Data entries -

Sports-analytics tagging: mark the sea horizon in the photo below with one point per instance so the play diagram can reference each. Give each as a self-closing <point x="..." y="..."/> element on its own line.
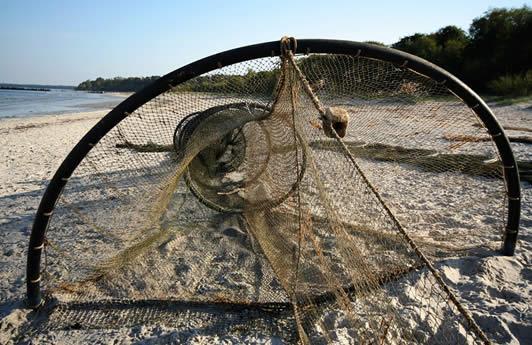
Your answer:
<point x="57" y="100"/>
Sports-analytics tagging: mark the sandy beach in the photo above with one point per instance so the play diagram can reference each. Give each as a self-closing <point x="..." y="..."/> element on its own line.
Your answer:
<point x="497" y="289"/>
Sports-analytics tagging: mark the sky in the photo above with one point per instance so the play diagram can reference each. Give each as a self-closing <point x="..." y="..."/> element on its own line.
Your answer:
<point x="67" y="42"/>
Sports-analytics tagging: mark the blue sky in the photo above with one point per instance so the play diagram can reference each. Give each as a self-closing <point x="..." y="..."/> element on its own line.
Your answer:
<point x="66" y="42"/>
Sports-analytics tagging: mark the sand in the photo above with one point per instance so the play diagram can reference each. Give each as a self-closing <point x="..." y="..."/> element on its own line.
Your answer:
<point x="497" y="288"/>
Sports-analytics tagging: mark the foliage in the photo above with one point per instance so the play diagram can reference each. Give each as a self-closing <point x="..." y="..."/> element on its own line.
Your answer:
<point x="493" y="56"/>
<point x="131" y="84"/>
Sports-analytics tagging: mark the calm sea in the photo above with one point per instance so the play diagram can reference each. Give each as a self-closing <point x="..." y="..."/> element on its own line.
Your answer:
<point x="18" y="103"/>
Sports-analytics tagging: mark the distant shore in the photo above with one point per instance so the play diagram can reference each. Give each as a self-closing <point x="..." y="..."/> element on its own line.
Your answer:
<point x="23" y="88"/>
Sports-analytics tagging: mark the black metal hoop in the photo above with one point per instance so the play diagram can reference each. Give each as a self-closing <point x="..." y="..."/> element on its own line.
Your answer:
<point x="213" y="62"/>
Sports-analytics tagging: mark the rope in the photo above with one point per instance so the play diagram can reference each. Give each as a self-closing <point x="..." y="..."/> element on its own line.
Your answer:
<point x="288" y="55"/>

Task directions - Copy out all of the lines above with every "play diagram" changed to "shot chart" and nothing else altered. Leave the pictures out.

Correct result -
Sports-analytics tagging: mark the sea horizon in the photo below with one point per instance so the shot chart can reference each. Give each as a self-closing <point x="..." y="..."/> element on its own line.
Your answer:
<point x="57" y="100"/>
Sports-analytics tagging: mark the sandy beach in the photo above with one point per instance so the shot chart can reference each. Give each as a self-closing <point x="..." y="..."/> element on its own line.
Your answer:
<point x="497" y="289"/>
Sports-analytics tagging: mark the sky in the photo above with one point per instance so the shot chart can reference each. Give each as a self-closing <point x="..." y="..."/> element on its own line.
Your answer:
<point x="67" y="42"/>
Sports-analytics tagging: mark the blue sky in the photo above with one point per instance so the shot chart can reference each. Give each as a self-closing <point x="..." y="..."/> element on its own line.
Your answer:
<point x="66" y="42"/>
Sports-analytics tagging: mark the sand in the photo above with one point per instance so the shot chart can reference each. Give each as a self-closing <point x="..." y="..."/> element on its own line.
Your answer:
<point x="497" y="288"/>
Sports-analytics tagging: mark the foliage in the photo above with one point per instance so the shot chart can reference each. Give each as a self-closing <point x="..." y="..."/> element on its own line.
Your answer:
<point x="493" y="56"/>
<point x="131" y="84"/>
Sports-analytics tagging: mark the calm sea in the photo above with one point per instance so the shot chart can reference each. Give each as a self-closing <point x="..." y="..."/> element on its own line.
Your answer:
<point x="18" y="103"/>
Sports-analytics tagging: mark the distant shore in the photo above with one point per instance so the shot chart can reference each. Give each as a self-closing <point x="..." y="..."/> element on its own line.
Your answer:
<point x="23" y="88"/>
Sports-analytics tagging: mark the black metal hoop in the photo above with one point per instance so the shot chart can reference each. Give each as a self-closing <point x="..." y="..."/> element on its own line.
Your answer:
<point x="213" y="62"/>
Sports-analytics tagging: mark the rope in the photo above with one point per instance so the shot chart can reference each. Give each as a self-closing <point x="..." y="..."/> element on its own line.
Your answer:
<point x="288" y="55"/>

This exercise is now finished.